§ Problem requirements: Hand back all records exactly, pictures omitted.

§ Information provided:
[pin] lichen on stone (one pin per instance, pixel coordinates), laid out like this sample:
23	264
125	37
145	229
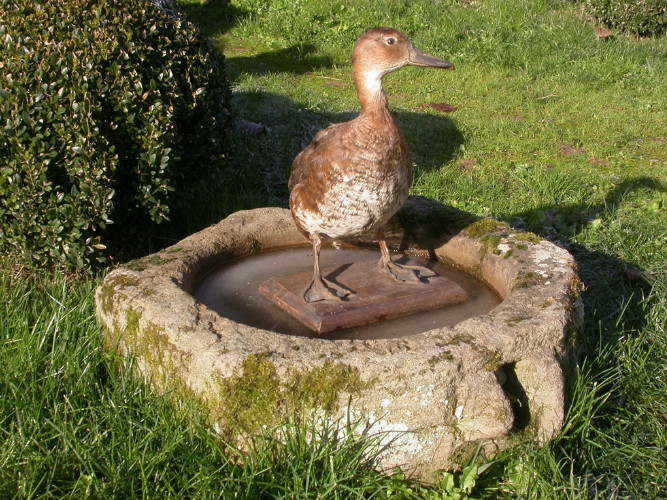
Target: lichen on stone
249	399
320	387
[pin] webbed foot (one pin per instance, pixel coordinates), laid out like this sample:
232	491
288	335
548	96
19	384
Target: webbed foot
321	289
403	272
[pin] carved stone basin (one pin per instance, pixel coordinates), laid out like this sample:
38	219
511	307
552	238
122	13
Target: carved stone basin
434	397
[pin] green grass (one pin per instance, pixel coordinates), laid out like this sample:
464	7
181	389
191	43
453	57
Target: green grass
555	132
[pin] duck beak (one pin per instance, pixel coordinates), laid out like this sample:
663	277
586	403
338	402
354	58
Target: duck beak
418	58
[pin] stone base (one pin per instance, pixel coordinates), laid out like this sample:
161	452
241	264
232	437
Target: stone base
491	381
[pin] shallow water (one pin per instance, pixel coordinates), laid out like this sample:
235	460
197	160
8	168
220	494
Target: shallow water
232	290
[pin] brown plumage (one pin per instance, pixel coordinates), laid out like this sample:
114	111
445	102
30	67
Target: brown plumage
354	176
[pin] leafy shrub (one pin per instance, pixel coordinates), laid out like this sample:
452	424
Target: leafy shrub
110	111
641	17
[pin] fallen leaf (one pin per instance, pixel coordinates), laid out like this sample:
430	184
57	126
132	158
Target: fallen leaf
252	128
598	162
467	164
443	107
566	150
604	33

§ Written response:
[pin] lichen on stone (one pin per instance, pixel coordinates), laid out like this sample:
23	264
125	37
145	229
Target: lichen on stone
249	399
320	387
[pin] webbed foot (one pin per instance, pixel coordinates), laid out like this sample:
232	491
288	335
548	96
19	384
Target: webbed foot
321	289
403	272
[pin] carved stone basin (one pin per instance, pixel coordinates), laid out like this sample:
38	219
511	307
552	238
122	13
Target: carved stone basin
434	397
[pin] green grass (one pin per instance, pixel coordinates), laid out like this sample:
464	7
181	389
191	43
453	57
Target: green grass
555	132
[pin] duck beak (one pin per instance, pixel coordinates), laid out like this sample:
663	277
586	403
338	402
354	58
Target: duck beak
418	58
[pin] stone base (one pin per instance, pixel coordinates), laid out like this sample:
161	452
241	264
232	437
Target: stone base
491	381
[pin] shallow water (one pin per instance, pixel coordinates), laid out like this sample:
235	460
197	160
8	168
220	494
Target: shallow water
232	290
[pin] brown plumage (one pin per instance, pixel coordinates), laid out like this sample:
114	111
445	102
30	67
Target: brown plumage
354	176
[pin] leafy shrub (one pin per instance, pixel coordinates), laid out like this sample:
452	424
Target: leafy shrub
110	111
641	17
[pin] fallen leaf (one pin per instance, pixel coordinates), laid out like this sample:
430	184
57	126
132	158
Target: fallen leaf
252	128
598	162
467	164
443	107
566	150
604	33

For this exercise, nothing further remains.